● EXERCISE DIRECTIONS:
Show each line of the records below that contains the string "front", with matching that is case-sensitive.

● STORED DATA:
>>>

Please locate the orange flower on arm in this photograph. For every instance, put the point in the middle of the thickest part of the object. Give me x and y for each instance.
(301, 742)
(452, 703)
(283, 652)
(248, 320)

<<<
>>>

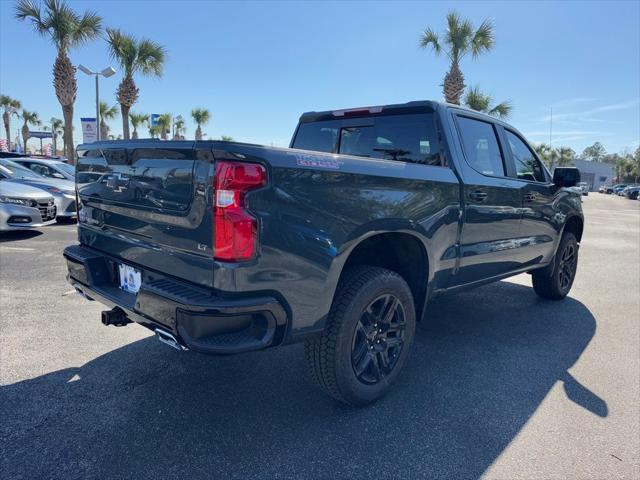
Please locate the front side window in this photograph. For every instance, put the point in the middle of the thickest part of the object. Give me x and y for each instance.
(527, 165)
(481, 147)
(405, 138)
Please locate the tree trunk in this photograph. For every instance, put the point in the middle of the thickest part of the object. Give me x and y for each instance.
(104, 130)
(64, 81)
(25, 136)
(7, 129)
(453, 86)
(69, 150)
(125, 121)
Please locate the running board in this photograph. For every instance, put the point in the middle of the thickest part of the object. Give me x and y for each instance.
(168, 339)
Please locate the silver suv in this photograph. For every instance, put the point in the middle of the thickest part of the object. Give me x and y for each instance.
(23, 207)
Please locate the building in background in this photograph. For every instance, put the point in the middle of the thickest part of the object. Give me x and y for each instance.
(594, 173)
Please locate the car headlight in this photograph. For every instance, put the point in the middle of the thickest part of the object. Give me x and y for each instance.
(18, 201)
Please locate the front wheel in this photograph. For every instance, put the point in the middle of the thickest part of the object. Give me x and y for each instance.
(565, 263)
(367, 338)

<<<

● EXPECTED ANSWER:
Please locate the front side window in this photograph. For every instance, put the point in the middle of the thickest part of the object. Give me x and y for each instance.
Please locate the front wheel in this photograph. For every instance, put the point in the middle of the thickest part of the object. Give me x and y for each instance.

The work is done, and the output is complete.